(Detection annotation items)

## start

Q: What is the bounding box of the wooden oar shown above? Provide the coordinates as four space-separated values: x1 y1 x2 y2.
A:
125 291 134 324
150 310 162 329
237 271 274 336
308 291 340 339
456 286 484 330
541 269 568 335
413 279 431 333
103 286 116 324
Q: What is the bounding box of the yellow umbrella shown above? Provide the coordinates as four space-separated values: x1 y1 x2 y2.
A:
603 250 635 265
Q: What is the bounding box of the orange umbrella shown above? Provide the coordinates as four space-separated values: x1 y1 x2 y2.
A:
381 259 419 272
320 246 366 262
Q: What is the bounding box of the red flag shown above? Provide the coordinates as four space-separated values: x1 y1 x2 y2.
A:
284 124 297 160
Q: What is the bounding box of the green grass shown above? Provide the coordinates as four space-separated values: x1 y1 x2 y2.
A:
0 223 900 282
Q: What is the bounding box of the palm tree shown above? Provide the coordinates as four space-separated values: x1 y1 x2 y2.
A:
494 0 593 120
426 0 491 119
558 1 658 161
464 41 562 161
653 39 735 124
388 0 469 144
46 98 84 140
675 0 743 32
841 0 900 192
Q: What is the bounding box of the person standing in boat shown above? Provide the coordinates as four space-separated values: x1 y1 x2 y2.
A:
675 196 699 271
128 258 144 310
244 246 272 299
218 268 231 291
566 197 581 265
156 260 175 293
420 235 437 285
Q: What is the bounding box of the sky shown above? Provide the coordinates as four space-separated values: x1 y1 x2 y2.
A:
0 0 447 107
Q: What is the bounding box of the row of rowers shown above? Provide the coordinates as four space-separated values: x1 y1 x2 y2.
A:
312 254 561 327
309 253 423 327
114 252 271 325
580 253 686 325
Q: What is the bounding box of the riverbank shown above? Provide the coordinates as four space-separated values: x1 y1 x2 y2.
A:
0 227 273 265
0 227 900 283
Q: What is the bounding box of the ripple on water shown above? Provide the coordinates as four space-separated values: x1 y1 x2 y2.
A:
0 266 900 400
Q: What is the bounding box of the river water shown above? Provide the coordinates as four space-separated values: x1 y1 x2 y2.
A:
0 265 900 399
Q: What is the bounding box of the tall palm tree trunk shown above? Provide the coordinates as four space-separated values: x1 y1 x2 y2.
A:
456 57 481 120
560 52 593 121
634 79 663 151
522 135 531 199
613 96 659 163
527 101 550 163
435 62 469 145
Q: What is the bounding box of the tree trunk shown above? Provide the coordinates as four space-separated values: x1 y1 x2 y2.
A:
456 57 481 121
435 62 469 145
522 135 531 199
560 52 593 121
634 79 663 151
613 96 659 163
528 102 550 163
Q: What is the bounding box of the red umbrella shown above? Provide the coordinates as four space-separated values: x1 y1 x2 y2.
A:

## end

| What this task involves |
Output every item above verbatim, with no changes to any character or line break.

| Result |
Q: What is the bounding box of the wooden oar shown above? Provide the coordinates as four space-separated values: x1 y1 x2 y2.
A:
125 291 134 324
150 310 162 329
237 271 274 336
308 291 340 339
456 286 484 330
541 269 568 335
413 279 431 333
103 286 116 324
Q: What is the bounding box of the yellow umbrella shown above? Provide the coordinates as four space-separated values: x1 y1 x2 y2.
A:
603 250 635 265
Q: What is the bounding box of the orange umbrella shown above? Provide the coordinates as four space-separated values: x1 y1 x2 y2.
A:
381 259 419 272
320 246 366 262
Q: What is the bounding box of the red flag shown above? Provide the coordinates as four space-separated values: x1 y1 x2 y2.
A:
284 124 297 160
Q: What is the bounding box of the green grass shown above? Provide the coordinates as four space-separated values: x1 y1 x2 y2.
A:
0 223 900 282
Q: What is the bounding box of the palm tree shown above? Provide the coordinates as four space-separated values: x1 y1 x2 y2.
A:
494 0 593 120
426 0 491 119
558 1 658 161
464 41 562 161
653 39 735 124
388 0 469 144
46 98 84 140
675 0 743 32
841 0 900 192
Q: What is the bounding box of the person standing in boat shown above? Provide the coordinates as four space-separated values: x1 y1 x2 y2.
A:
675 196 699 271
128 258 144 310
244 246 272 299
218 268 231 291
566 197 581 265
156 260 175 293
420 235 437 285
Q: What is the bounding box of the sky shown above? Provide the coordinates as four space-separated values: x1 y1 x2 y2.
A:
0 0 447 107
Q: What is the bounding box of the row of rowers shown above? Provide the coordinates as four space-separated values: x1 y1 x2 y2.
A:
312 254 561 327
309 253 423 327
114 252 271 325
580 253 686 325
Q: What is the bounding box of the riverbank shown above? Provide the coordinates as four space-separated values: x1 y1 x2 y2.
A:
0 227 273 265
0 227 900 283
Q: What is the bounding box of the ripple on water shown above? Provide the coordinates as four space-separated values: x1 y1 x2 y2.
A:
0 266 900 400
Q: What is the bounding box of the river water shown above? Provide the coordinates as four space-separated values: x1 y1 x2 y2.
A:
0 265 900 399
Q: What is the bounding box of the tall palm tree trunk shown above? Provide the coordinates as four space-separated values: x1 y1 x2 y2.
A:
456 57 481 120
560 52 593 121
634 79 663 151
522 135 531 199
613 96 659 163
527 101 550 163
435 62 469 145
Q: What is the bounding box of the tree trunk shown above? Provide the coordinates as four space-separated values: x1 y1 x2 y2.
A:
456 57 481 121
435 62 469 145
522 135 531 199
560 52 593 121
634 79 663 151
613 96 659 163
528 102 550 163
Q: What is the bounding box of the red umbrella shown above? Provide the coordinates as four space-separated values: x1 y1 x2 y2.
A:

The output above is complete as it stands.